[Passage]:

Great, now let's go down the list and implement things one by one:
The event is checked against the current state's transitions.
Alright, let's grab the transitions object and determine the destination transition.
function createMachine(stateMachineDefinition) {
const machine = {
value: stateMachineDefinition.initialState,
transition(currentState, event) {
const currentStateDefinition = stateMachineDefinition[currentState]
const destinationTransition = currentStateDefinition.transitions[event]
return machine.value
},
}
return machine
}
To be clear, the destinationTransition
at this point for our off
-> on
transition would be:
{
target: 'on',
action() {
console.log('transition action for "switch" in "off" state')
},
}
So here we've successfully accessed the transition information for this currentState + event combo.
If a transition matches the event, that transition “happens”.
Ok, so if the user defined a transition from the current state with this event, then we'll continue, otherwise, we'll exit early:
function createMachine(stateMachineDefinition) {
const machine = {
value: stateMachineDefinition.initialState,
transition(currentState, event) {
const currentStateDefinition = stateMachineDefinition[currentState]
const destinationTransition = currentStateDefinition.transitions[event]
if (!destinationTransition) {
return
}
return machine.value
},
}
return machine
}
By virtue of a transition “happening”, states are exited, and entered and the relevant actions are performed
Ok, so we'll need to call the action
for the transition, the onExit
for the
current state and the onEnter
for the next state. To do that, we'll also need
to get the destination state definition as well. Let's do all of that:
function createMachine(stateMachineDefinition) {
const machine = {
value: stateMachineDefinition.initialState,
transition(currentState, event) {
const currentStateDefinition = stateMachineDefinition[currentState]
const destinationTransition = currentStateDefinition.transitions[event]
if (!destinationTransition) {
return
}
const destinationState = destinationTransition.target
const destinationStateDefinition =
stateMachineDefinition[destinationState]
destinationTransition.action()
currentStateDefinition.actions.onExit()
destinationStateDefinition.actions.onEnter()
return machine.value
},
}
return machine
}
And finally:
The machine immediately is in the new state, ready to process the next event.
We've got to update the machine's value which is the target
for the transition
(which we've assigned to the destinationState
variable):
function createMachine(stateMachineDefinition) {
const machine = {
value: stateMachineDefinition.initialState,
transition(currentState, event) {
const currentStateDefinition = stateMachineDefinition[currentState]
const destinationTransition = currentStateDefinition.transitions[event]
if (!destinationTransition) {
return
}
const destinationState = destinationTransition.target
const destinationStateDefinition =
stateMachineDefinition[destinationState]
destinationTransition.action()
currentStateDefinition.actions.onExit()
destinationStateDefinition.actions.onEnter()

[Extracted information]:
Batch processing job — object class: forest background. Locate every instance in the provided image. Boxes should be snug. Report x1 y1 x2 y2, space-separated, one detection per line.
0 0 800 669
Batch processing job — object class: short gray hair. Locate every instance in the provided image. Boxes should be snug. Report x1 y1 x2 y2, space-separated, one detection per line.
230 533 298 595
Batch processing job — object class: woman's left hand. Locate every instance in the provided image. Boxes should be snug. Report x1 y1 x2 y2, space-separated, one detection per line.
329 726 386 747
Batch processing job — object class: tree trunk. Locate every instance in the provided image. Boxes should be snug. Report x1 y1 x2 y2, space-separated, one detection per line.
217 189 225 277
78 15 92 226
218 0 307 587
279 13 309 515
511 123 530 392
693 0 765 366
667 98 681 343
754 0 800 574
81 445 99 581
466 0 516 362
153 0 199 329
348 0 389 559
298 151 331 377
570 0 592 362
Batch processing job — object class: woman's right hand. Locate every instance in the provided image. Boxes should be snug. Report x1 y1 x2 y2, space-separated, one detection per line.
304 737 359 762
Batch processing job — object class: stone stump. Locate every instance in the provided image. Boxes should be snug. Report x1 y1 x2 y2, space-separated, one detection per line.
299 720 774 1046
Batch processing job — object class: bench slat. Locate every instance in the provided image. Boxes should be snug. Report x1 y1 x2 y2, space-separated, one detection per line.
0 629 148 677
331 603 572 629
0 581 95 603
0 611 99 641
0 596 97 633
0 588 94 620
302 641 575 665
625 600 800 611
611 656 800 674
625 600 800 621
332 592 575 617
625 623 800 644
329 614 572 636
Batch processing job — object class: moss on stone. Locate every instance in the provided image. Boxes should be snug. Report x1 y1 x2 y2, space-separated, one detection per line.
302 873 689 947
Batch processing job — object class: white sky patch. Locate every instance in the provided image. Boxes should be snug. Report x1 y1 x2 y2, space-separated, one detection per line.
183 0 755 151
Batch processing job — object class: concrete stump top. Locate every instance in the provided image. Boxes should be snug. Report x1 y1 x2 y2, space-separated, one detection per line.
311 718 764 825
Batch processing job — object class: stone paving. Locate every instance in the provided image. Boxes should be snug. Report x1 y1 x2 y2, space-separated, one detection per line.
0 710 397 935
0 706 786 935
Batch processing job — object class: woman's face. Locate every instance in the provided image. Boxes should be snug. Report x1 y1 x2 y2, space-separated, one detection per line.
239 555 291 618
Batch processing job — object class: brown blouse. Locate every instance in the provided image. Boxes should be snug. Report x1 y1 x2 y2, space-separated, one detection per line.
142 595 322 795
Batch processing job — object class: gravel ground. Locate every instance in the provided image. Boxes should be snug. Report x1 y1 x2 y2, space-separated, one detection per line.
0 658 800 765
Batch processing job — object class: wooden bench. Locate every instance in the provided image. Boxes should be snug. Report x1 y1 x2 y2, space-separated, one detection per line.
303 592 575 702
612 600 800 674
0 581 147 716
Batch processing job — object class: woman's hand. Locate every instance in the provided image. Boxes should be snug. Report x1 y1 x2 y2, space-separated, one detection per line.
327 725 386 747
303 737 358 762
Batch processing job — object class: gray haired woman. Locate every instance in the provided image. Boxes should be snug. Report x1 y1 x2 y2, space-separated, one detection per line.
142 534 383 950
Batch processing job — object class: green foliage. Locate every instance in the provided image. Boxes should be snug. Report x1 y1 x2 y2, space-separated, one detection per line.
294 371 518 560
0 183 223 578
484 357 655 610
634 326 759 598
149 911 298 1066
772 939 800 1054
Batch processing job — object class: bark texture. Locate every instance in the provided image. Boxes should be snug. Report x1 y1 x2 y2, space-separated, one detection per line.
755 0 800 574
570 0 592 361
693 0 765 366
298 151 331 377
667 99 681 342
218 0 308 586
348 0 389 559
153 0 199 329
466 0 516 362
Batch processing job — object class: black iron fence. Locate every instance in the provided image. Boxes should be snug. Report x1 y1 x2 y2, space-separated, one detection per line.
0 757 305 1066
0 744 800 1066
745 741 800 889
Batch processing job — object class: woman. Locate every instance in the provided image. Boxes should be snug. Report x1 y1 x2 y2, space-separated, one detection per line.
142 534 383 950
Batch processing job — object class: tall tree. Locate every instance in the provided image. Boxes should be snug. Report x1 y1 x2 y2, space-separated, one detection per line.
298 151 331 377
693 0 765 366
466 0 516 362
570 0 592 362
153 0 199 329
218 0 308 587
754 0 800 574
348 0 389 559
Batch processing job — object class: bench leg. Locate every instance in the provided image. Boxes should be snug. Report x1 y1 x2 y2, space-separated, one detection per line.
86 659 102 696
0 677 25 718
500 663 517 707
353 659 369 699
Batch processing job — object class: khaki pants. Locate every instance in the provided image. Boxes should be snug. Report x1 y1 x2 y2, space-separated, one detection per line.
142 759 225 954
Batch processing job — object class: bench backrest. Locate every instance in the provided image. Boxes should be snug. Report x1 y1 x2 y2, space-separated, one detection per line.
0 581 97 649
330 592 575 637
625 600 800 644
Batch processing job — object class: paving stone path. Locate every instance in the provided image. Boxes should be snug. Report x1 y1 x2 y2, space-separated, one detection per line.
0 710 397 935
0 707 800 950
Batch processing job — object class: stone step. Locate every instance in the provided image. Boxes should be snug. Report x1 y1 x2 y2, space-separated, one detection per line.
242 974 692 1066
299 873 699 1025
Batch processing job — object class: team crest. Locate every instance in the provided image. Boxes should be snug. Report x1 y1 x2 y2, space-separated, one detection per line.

[Tasks]:
**1)** Repeat word for word the part of the state machine tutorial from "Great, now let's" to "the destination transition.".
**2)** In one to three sentences, explain why the state machine tutorial's code gets the destination state definition when a transition happens.

[Answers for this exercise]:
**1)**
Great, now let's go down the list and implement things one by one:
The event is checked against the current state's transitions.
Alright, let's grab the transitions object and determine the destination transition.

**2)** When a transition happens, the code must call the onEnter action for the next state, as well as the transition's action and the current state's onExit. Calling onEnter requires the destination state definition, so the code reads the transition's target and looks up that state in the machine definition.